Begin Entries

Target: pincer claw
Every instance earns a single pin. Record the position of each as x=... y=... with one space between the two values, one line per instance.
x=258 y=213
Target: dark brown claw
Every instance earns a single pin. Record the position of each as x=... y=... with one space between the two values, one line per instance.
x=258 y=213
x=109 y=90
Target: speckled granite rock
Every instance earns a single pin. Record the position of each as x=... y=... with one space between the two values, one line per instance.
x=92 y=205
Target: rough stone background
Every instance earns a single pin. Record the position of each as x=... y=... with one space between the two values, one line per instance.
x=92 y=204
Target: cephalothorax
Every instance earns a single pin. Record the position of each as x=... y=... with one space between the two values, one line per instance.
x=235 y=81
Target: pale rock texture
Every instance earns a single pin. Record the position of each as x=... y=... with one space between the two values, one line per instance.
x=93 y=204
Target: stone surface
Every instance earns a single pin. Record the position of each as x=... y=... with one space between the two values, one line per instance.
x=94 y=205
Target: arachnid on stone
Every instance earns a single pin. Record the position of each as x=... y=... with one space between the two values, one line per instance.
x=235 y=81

End Entries
Begin Entries

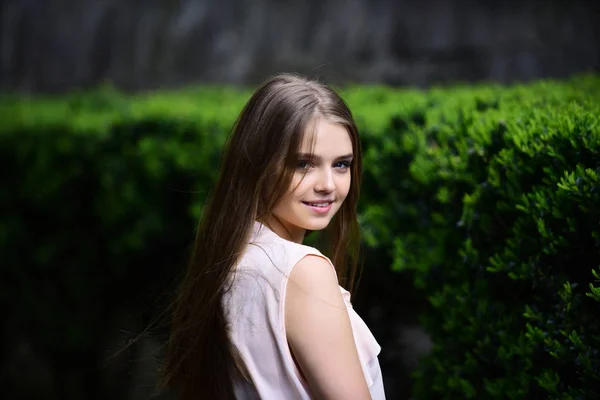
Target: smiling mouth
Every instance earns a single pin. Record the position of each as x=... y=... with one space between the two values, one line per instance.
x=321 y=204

End Entries

▸ Task prompt: Tally the lines above that contain the string "stone", treating uppercase and lowercase letters as different, and reply with the number alone.

▸ Full answer: 3